# [Extrait présenté]
------------------------

La dystopie (ou contre-utopie) en exil parcourt ces ouvrages qui ne pouvaient être publiés qu’à l’Ouest. Un remarquable exemple de ce phénomène est le célèbre My (Nous autres) de Zamiatine, qui date de 1921. Le livre sera édité en 1924 à New York en traduction anglaise, année même où la version russe sera interdite en Union soviétique. Le texte russe ne sera publié qu’en 1952 à New York et en 1988 en Union soviétique. Zamiatine avait demandé d’émigrer en France en 1931 ; il vivra à Paris jusqu’à sa mort en 1937. On voit ici le traducteur réimportateur de culture, qui préfigure, voire nourrit, des romans comme Brave New World (Huxley) ou 1984 (Orwell), sans oublier l’ironie de Čapek, l’absurde de Gombrowicz ou la satire de Witkiewicz.
À propos du théâtre polonais, Kuharski analyse l’identité profonde de ce dernier à travers le metteur en scène Michał Zadara, qui s’est consacré aux grands classiques polonais et étrangers. En s’attaquant à la tragédie classique de Kochanowski Le renvoi des ambassadeurs grecs (Odprawa posłów greckich - 1578), ce « drame rhétorique » comme l’appelle David Welsh, Zadara parie sur la contemporanéité de telles tragédies, comme il le fera pour Iphigénie de Racine (1674). Kochanowski est aussi l’inventeur de la poésie polonaise, le remarquable auteur des Thrènes, composés après la mort de sa petite fille Urszula. Son oeuvre pose la question essentielle de l’intraduisibilité (Kochanowski est d’ailleurs peu traduit dans les langues étrangères), tout aussi centrale chez Słowacki, Mickiewicz ou Wyspiański. À titre personnel, j’aurais aimé retrouver dans la bibliographie afférente les travaux de Claude Backvis, immense spécialiste de la littérature polonaise classique.

------------------------

# [Entrées listées]
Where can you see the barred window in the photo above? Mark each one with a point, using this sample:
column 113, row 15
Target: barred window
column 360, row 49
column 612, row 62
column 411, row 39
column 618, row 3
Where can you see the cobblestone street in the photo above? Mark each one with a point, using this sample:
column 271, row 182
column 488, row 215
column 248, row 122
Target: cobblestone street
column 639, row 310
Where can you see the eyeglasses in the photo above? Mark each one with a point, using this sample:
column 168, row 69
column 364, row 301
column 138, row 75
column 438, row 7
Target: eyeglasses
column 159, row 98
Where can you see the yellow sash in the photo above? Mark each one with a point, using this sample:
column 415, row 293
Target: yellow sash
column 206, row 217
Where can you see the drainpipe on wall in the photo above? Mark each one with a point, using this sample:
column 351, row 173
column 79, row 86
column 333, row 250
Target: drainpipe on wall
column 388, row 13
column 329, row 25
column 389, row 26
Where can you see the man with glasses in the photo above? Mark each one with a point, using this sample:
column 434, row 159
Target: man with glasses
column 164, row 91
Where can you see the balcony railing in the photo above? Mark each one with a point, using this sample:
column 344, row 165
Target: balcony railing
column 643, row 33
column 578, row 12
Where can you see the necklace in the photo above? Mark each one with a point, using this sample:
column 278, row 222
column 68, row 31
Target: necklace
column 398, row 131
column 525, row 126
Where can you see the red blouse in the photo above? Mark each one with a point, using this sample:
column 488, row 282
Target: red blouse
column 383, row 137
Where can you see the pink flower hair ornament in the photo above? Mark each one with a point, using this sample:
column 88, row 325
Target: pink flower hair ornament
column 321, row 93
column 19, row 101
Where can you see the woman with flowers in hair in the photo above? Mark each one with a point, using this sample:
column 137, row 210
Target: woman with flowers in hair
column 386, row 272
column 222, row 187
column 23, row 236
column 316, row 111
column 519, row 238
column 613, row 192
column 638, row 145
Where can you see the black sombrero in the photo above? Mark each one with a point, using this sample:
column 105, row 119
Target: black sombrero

------------------------

# [But de l'exercice]
Dans l'extrait présenté, reformulez sous forme de liste, s'il vous plaît, le paragraphe qui commence par « La dystopie (ou contre-utopie) en exil ». Conservez-en les faits principaux.

# [Corrigé proposé]
- La dystopie (ou contre-utopie) en exil concerne des ouvrages qui ne pouvaient être publiés qu'à l'Ouest.
- Exemple marquant : My (Nous autres) de Zamiatine, qui date de 1921.
- En 1924, le livre paraît en traduction anglaise à New York, alors que la version russe est interdite en Union soviétique la même année.
- Le texte russe n'est publié qu'en 1952 à New York, puis en 1988 en Union soviétique.
- En 1931, Zamiatine demande à émigrer en France. Il vit à Paris jusqu'à sa mort en 1937.
- Le traducteur y apparaît comme réimportateur de culture. Il préfigure, voire nourrit, des romans comme Brave New World (Huxley) ou 1984 (Orwell), sans oublier l'ironie de Čapek, l'absurde de Gombrowicz ou la satire de Witkiewicz.